Required task:
Starting with the line containing "Each instance gets a single point. Label the fingers" and going on through the end of the entries below, copy those lines with each "paint stroke" changed to "brush stroke" and everything else kept the same. Leave the pictures out of your copy.

Raw records:
+++
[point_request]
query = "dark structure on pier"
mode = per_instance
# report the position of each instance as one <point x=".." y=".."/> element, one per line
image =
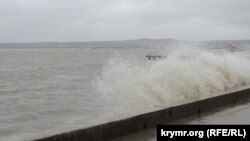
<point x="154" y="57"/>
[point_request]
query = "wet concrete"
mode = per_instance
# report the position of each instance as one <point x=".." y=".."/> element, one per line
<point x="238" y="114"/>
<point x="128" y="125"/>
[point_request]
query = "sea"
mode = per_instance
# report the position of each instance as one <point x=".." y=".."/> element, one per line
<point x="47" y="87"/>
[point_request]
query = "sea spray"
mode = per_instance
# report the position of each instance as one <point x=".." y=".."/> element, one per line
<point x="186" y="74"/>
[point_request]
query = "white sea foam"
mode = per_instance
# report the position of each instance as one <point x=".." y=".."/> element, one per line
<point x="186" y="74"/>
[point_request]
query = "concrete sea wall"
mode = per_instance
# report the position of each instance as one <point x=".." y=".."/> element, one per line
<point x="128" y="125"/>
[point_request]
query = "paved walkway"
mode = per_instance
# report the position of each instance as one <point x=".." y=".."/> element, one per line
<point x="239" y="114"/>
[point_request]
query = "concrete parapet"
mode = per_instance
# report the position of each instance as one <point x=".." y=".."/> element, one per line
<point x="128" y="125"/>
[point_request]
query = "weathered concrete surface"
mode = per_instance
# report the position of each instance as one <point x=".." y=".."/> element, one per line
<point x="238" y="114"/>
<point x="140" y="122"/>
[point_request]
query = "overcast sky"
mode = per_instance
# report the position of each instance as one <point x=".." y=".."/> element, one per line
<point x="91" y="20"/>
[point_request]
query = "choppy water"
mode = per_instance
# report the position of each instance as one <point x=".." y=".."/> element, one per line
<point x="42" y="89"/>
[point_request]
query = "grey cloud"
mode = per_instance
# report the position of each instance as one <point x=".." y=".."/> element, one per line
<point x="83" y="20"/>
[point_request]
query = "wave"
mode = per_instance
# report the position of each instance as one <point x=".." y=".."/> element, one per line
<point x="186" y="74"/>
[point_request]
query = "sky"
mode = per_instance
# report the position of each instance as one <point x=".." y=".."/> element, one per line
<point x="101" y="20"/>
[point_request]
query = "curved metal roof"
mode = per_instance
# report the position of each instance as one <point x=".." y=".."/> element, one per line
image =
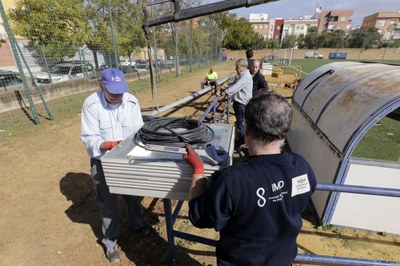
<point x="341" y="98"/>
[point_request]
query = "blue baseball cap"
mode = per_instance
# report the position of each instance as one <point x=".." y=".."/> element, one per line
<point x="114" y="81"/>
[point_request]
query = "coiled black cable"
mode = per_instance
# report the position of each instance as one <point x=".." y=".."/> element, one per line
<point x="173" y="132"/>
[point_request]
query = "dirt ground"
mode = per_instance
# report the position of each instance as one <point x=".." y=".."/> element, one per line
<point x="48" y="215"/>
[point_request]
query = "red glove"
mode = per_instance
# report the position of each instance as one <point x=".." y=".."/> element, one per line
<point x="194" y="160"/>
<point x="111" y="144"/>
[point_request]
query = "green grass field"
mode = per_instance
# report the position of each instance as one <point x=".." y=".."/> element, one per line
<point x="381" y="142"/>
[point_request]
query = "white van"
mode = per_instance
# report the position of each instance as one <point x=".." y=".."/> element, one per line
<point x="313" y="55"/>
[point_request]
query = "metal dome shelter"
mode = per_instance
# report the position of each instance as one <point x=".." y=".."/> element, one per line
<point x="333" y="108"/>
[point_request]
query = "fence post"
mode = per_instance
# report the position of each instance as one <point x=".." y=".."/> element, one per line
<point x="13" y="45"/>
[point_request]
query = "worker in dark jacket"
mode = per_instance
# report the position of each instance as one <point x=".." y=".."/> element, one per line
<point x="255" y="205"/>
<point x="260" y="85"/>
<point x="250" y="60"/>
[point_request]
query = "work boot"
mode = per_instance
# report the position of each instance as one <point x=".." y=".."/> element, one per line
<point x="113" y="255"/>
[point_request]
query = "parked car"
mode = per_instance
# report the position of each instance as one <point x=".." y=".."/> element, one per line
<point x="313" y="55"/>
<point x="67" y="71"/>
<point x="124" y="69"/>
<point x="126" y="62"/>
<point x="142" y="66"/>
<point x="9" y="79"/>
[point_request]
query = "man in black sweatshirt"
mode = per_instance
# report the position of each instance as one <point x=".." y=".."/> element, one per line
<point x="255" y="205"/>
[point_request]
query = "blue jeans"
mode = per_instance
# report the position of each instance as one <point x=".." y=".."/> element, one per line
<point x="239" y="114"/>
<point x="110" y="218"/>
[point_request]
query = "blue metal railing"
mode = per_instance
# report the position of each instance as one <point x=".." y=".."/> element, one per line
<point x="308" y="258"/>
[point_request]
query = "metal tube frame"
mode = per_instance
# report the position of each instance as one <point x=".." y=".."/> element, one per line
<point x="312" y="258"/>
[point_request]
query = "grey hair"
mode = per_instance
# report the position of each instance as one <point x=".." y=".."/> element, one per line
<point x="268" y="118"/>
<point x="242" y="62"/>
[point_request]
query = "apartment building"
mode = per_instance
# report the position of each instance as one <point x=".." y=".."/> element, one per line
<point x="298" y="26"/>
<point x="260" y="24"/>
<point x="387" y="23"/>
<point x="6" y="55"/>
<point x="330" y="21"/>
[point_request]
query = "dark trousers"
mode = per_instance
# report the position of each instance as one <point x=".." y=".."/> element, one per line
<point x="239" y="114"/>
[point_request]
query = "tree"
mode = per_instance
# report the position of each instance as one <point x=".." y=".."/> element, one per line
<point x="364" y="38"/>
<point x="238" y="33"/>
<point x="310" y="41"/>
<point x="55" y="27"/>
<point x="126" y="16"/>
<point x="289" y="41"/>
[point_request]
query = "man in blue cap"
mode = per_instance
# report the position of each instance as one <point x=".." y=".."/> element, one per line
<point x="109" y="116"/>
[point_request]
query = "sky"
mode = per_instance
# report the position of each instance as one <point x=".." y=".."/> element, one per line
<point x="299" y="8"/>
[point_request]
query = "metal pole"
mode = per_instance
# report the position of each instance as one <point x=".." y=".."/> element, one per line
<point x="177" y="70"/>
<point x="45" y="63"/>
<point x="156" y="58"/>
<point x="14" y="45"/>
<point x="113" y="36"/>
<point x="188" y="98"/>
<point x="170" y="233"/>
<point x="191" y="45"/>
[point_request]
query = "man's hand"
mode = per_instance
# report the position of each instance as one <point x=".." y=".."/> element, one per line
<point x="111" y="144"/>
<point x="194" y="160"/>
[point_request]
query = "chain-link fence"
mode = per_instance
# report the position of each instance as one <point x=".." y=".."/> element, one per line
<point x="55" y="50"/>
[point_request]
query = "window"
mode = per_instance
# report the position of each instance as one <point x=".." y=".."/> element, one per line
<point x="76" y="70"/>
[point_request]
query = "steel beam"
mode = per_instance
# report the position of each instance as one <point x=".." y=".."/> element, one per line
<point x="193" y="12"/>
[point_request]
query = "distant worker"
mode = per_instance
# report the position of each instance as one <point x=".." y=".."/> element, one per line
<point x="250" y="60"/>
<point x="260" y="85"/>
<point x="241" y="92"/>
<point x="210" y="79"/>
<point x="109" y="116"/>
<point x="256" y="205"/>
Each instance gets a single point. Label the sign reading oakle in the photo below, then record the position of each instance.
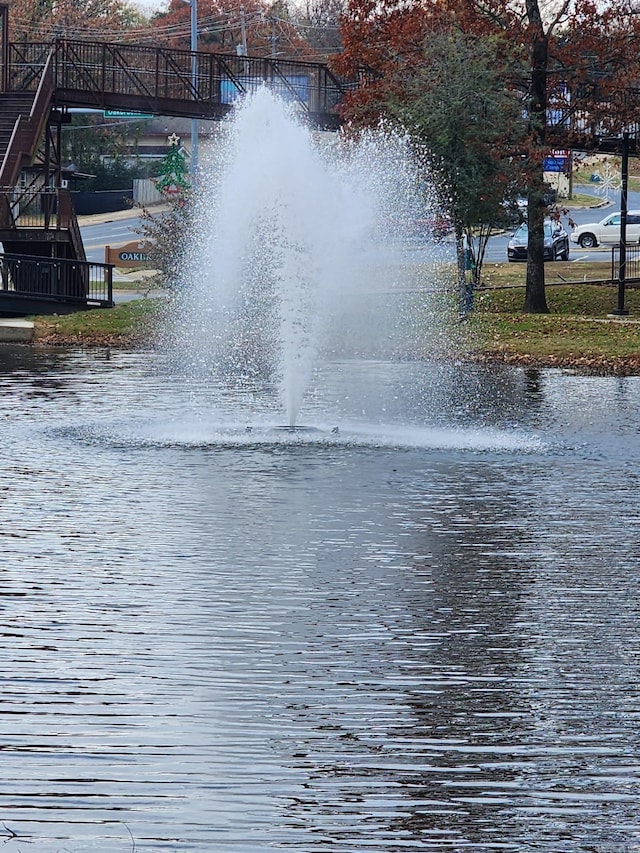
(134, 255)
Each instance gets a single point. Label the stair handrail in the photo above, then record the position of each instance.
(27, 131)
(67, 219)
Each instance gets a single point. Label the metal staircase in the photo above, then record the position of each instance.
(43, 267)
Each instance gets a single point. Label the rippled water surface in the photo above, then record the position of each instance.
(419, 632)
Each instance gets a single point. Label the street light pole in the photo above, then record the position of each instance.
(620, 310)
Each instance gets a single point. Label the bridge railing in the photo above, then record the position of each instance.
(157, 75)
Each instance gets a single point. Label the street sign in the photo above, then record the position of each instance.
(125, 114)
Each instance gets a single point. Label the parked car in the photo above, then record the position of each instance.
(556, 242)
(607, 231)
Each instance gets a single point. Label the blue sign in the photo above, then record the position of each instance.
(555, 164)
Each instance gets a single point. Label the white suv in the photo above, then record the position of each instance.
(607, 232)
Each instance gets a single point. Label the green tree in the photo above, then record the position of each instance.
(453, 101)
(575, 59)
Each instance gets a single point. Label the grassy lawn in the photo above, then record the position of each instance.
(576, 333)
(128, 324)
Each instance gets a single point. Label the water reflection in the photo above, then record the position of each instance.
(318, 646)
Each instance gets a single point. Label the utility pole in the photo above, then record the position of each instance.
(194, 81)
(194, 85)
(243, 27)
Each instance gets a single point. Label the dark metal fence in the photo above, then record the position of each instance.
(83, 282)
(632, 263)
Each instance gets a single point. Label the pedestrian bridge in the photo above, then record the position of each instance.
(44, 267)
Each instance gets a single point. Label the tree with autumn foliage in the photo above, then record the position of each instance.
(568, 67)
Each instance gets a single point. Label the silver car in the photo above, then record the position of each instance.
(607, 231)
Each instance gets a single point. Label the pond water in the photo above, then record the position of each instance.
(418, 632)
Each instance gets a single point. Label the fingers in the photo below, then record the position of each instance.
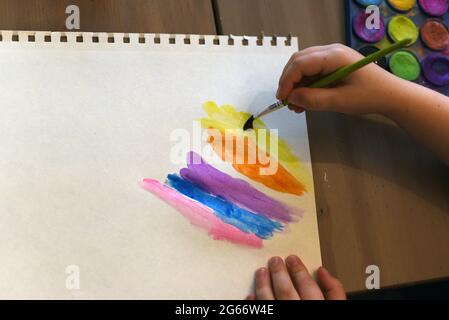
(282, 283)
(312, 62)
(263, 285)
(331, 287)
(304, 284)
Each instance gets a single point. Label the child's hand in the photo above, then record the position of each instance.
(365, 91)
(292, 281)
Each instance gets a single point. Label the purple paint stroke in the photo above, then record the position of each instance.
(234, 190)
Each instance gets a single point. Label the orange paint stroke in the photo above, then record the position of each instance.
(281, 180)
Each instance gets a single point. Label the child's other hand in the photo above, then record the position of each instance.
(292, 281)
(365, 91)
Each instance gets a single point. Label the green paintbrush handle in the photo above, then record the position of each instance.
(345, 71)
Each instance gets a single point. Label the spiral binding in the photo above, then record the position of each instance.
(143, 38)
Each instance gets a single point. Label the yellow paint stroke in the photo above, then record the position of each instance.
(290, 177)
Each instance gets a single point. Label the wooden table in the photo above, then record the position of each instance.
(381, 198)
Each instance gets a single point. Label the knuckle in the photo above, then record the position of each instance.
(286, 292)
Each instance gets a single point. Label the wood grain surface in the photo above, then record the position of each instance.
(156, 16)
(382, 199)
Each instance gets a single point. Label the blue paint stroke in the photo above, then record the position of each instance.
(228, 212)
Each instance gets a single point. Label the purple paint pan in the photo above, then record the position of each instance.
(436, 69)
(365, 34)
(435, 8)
+++
Reply:
Each instance gets a single point. Label the fingers in the photo below, then record the position of each instance.
(282, 283)
(312, 62)
(263, 285)
(331, 287)
(304, 284)
Each instance gets a single point. Label the child's hand in the photo above, then record the position of each instance.
(365, 91)
(292, 281)
Each instance gets a single point. Label the purple brush stroke in the photo above, then record the position of each instance.
(234, 190)
Each instance gets a single point. Label the orange brush stroke in the photo above, then record the position of each instance.
(281, 180)
Each instance gets a single point. Label the child's other hand in the photo above, then record the position of each instance.
(292, 281)
(365, 91)
Each instance gets a single point. Label the green paintbrush handle in the photo above, then record the position of each instance.
(345, 71)
Each instance gets a single point. Label the spiral binding in the photo above, then record the position of each instance.
(143, 38)
Each instance gets a single point. Label the yellow brush stroke in the photo above, then record the position of each instance.
(290, 177)
Each instance gets a single point. Label the wooden table in the photo above, then record the position of each instance.
(381, 198)
Each instance gets a single point. Label the knuckle in the photo above, then record the position of each instance.
(286, 292)
Each instance gets a single point. Label the wood grain surface in the photo above, then record the position of each instance.
(156, 16)
(382, 199)
Each instance gets a single point. Label the blue brush stroke in the photo above, then record the position of each instance.
(228, 212)
Each instance gets a single point. Label the purple paint pan in the photo above, then record the position of each instance.
(436, 69)
(365, 34)
(435, 8)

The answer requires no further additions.